The program will test whether high-precision electronic sensors can monitor hive temperatures and alert beekeepers when precious colonies are in danger.

Philanthropic organisation the Lord Mayor's Charitable Foundation has awarded a $300,000 grant for the project that will test electronic sensors in hives that alert beekeepers to fluctuations in temperature which could indicate a decline in hive health.

Project lead, Professor Andrew Barron, said an early-warning signal a hive is struggling will give beekeepers the opportunity to intervene before it's too late.

"The hope is that we'll find an easy-to-measure signal that reliably tells us when a colony is in trouble at the earliest possible point, so we can direct beekeepers' efforts to where they'll make the greatest impact for the greatest benefit," he said.

"Monitoring bee health is difficult as there are very few indicators that a hive is at risk until it's too late to salvage.

- **Data listing**
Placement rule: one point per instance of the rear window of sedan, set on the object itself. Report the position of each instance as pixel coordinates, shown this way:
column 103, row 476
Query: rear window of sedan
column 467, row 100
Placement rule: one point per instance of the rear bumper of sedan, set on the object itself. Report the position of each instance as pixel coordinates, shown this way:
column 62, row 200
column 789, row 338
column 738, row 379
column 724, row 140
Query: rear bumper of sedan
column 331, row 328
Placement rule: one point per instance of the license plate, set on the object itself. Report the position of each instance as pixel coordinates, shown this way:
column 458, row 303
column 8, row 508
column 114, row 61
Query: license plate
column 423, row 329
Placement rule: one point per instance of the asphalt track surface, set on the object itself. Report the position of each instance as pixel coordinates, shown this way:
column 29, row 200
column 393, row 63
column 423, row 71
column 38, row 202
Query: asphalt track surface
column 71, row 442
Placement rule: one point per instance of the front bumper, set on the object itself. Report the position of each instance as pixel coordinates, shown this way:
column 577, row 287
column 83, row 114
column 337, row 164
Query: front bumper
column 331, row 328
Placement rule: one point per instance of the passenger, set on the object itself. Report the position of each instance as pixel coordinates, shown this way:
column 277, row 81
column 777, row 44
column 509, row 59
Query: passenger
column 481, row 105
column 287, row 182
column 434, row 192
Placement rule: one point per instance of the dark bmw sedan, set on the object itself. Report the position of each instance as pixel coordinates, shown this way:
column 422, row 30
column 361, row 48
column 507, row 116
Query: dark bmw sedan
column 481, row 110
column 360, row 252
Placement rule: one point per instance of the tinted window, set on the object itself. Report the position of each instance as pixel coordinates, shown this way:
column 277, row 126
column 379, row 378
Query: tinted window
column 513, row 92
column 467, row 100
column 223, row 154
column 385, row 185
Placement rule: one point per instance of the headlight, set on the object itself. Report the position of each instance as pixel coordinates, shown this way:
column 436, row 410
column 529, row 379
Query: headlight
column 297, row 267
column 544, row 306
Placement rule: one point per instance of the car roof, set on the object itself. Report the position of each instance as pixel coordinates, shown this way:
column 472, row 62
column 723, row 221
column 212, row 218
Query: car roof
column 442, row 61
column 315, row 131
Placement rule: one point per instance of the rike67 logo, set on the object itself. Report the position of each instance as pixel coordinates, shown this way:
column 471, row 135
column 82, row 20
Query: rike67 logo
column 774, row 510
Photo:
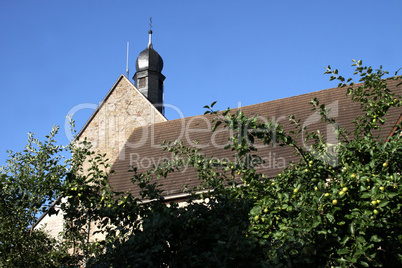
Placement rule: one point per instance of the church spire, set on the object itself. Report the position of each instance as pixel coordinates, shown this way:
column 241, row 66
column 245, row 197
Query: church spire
column 150, row 33
column 149, row 78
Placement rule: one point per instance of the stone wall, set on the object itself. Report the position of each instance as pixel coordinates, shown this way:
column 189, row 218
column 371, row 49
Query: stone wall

- **Task description**
Reproduce word for word the part of the beehive sensor text starting with "Philanthropic organisation the" and going on through "it's too late.". The material is separate from the beehive sensor text.

- **Answer for the task**
Philanthropic organisation the Lord Mayor's Charitable Foundation has awarded a $300,000 grant for the project that will test electronic sensors in hives that alert beekeepers to fluctuations in temperature which could indicate a decline in hive health.

Project lead, Professor Andrew Barron, said an early-warning signal a hive is struggling will give beekeepers the opportunity to intervene before it's too late.